The full listing should be reproduced exactly as it appears.

-------

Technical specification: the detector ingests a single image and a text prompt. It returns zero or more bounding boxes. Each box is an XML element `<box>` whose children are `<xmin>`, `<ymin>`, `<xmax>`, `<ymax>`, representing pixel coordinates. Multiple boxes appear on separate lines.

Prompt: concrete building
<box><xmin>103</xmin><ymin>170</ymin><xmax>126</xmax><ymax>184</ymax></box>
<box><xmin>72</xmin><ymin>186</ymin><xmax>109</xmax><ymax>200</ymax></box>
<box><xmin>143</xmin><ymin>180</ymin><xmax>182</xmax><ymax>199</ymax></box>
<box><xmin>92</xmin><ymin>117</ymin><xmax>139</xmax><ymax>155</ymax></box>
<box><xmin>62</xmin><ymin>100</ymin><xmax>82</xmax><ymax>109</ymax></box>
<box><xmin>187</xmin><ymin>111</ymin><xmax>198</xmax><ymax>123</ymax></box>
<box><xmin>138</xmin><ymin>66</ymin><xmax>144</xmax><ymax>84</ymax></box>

-------

§ **Response box**:
Technical specification: the detector ingests a single image and a text prompt. It returns zero or more bounding boxes. Each box is an XML element `<box>` whose children are `<xmin>`, `<ymin>`, `<xmax>`, `<ymax>`, representing pixel coordinates. Multiple boxes appear on separate lines.

Prompt: concrete building
<box><xmin>103</xmin><ymin>170</ymin><xmax>126</xmax><ymax>184</ymax></box>
<box><xmin>72</xmin><ymin>186</ymin><xmax>109</xmax><ymax>200</ymax></box>
<box><xmin>143</xmin><ymin>180</ymin><xmax>182</xmax><ymax>199</ymax></box>
<box><xmin>92</xmin><ymin>117</ymin><xmax>139</xmax><ymax>155</ymax></box>
<box><xmin>62</xmin><ymin>100</ymin><xmax>82</xmax><ymax>109</ymax></box>
<box><xmin>187</xmin><ymin>111</ymin><xmax>198</xmax><ymax>123</ymax></box>
<box><xmin>138</xmin><ymin>66</ymin><xmax>144</xmax><ymax>84</ymax></box>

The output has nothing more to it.